▶ Task details
Put every line of the data below into a Markdown table with the columns "Row" and "Data line", skipping blank lines.

[Stored data]
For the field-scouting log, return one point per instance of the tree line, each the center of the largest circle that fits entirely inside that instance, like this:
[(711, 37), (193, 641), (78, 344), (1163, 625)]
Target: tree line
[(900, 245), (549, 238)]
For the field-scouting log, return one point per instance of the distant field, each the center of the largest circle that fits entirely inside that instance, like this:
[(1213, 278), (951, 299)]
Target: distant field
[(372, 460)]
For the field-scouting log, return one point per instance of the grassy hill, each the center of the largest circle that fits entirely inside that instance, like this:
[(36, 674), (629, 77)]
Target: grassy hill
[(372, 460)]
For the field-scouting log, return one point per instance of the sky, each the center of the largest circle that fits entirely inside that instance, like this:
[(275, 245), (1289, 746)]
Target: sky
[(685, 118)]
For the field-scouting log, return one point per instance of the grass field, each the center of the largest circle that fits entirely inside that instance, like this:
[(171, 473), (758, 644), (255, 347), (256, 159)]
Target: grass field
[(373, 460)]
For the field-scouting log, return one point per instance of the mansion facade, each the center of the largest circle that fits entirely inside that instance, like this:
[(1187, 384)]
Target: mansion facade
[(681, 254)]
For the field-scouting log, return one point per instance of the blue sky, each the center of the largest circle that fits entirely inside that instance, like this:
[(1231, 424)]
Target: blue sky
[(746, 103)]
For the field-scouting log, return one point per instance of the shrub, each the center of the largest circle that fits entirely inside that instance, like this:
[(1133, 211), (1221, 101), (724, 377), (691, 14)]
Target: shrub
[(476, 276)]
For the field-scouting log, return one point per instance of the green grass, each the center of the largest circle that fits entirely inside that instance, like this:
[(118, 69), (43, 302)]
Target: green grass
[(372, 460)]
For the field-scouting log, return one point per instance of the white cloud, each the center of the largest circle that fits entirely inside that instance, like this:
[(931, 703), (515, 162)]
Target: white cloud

▶ Complete output
| Row | Data line |
|---|---|
| 1 | For the field-scouting log, return one point per instance of the tree line, each the center of the largest circle that fits entirely inside that instance, like this: |
| 2 | [(711, 37), (193, 641), (78, 344), (1163, 625)] |
| 3 | Target: tree line |
| 4 | [(900, 245), (549, 238)] |
| 5 | For the field-scouting log, return one point per instance of the distant field, each the center of the largest circle that fits entirely inside that instance, like this: |
| 6 | [(1213, 278), (951, 299)] |
| 7 | Target: distant field |
| 8 | [(372, 460)] |
| 9 | For the field-scouting log, return one point per instance of the grassy hill, each the center of the largest circle that fits entirely inside that instance, like this: |
| 10 | [(36, 674), (629, 77)] |
| 11 | Target: grassy hill |
| 12 | [(372, 460)] |
| 13 | For the field-scouting log, return one point per instance of the sky, each the center of the largest circle that fits entirely inside that instance, like this: |
| 14 | [(275, 245), (1289, 746)] |
| 15 | Target: sky |
| 16 | [(685, 118)] |
| 17 | For the field-scouting log, return one point per instance of the grass field, each the center of the largest circle that fits entirely inside that instance, like this: |
| 18 | [(171, 473), (758, 644), (255, 347), (256, 159)] |
| 19 | Target: grass field |
| 20 | [(373, 460)] |
| 21 | For the field-scouting log, return one point per instance of the mansion facade, each the center of the largest circle that fits entirely inside that instance, like this: |
| 22 | [(1187, 384)] |
| 23 | Target: mansion facade |
| 24 | [(681, 254)] |
| 25 | For the field-scouting log, return one point per instance of the blue sky, each the center of the largest circle that fits entirely inside that instance, like this: |
| 26 | [(1231, 424)] |
| 27 | Target: blue sky |
| 28 | [(746, 103)] |
| 29 | For the field-scouting log, return one point per instance of the shrub, each the center of the largest circle that fits entirely inside that instance, like this: |
| 30 | [(1133, 211), (1221, 101), (724, 377), (691, 14)] |
| 31 | Target: shrub |
| 32 | [(476, 276)] |
| 33 | For the field-scouting log, return one point per instance of the green grass, each the center of the largest circle that fits entirely inside that instance, like this: |
| 34 | [(118, 69), (43, 302)] |
| 35 | Target: green grass |
| 36 | [(372, 460)] |
| 37 | For the field-scouting log, return one point per instance of the white cloud, each the center of the largest circle that fits entirely inside that instance, like this: |
| 38 | [(931, 703), (515, 162)] |
| 39 | Target: white cloud |